■ TASK ■
Retype the material from its very beginning through the line that contains "x=406, y=259", including that line, and leave the pictures out of your copy.

··········

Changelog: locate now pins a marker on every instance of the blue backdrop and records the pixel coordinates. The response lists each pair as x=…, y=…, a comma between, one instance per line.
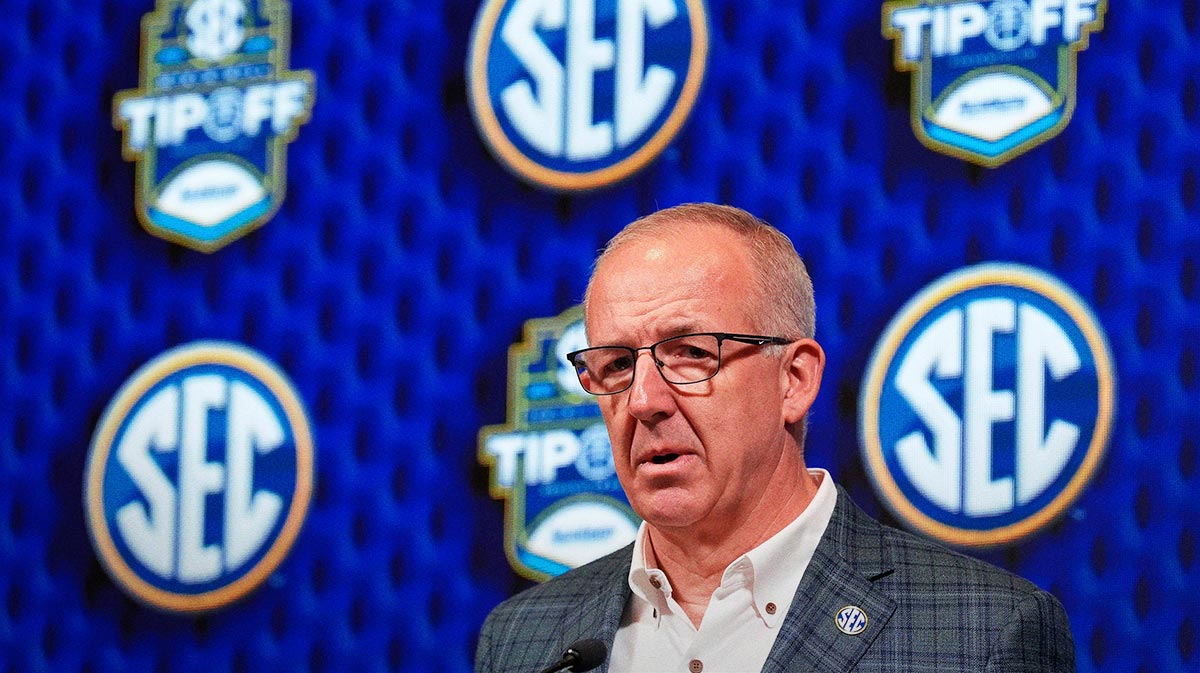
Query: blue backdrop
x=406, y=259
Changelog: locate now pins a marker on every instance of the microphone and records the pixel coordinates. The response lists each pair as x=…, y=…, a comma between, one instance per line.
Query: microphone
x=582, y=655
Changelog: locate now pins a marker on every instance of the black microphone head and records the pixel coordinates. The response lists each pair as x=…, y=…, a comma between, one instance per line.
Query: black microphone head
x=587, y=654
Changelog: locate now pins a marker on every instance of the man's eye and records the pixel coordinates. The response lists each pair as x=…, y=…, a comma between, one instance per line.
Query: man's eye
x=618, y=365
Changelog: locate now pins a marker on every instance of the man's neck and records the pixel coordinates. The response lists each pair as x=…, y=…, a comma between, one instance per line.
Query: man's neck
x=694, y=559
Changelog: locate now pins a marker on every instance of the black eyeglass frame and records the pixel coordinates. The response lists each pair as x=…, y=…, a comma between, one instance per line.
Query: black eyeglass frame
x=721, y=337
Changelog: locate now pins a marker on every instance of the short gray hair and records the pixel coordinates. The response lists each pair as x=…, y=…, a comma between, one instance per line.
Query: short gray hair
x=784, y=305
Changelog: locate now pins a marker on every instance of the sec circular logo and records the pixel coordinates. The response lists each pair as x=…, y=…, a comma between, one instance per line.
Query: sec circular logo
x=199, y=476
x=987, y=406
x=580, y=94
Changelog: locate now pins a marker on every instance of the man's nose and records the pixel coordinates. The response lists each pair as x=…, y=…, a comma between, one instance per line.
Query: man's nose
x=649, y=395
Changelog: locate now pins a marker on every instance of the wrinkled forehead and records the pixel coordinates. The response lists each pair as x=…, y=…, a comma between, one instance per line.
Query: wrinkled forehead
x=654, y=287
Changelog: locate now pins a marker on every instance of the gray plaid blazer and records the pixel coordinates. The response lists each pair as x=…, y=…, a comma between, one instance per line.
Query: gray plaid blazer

··········

■ TASK ANSWER ■
Changelog: locate now pins a marker on every instance of the blue backdrop and records the pixel coordinates. The response lists each pair as x=…, y=…, a comma between, one instance per line.
Query: blue backdrop
x=406, y=259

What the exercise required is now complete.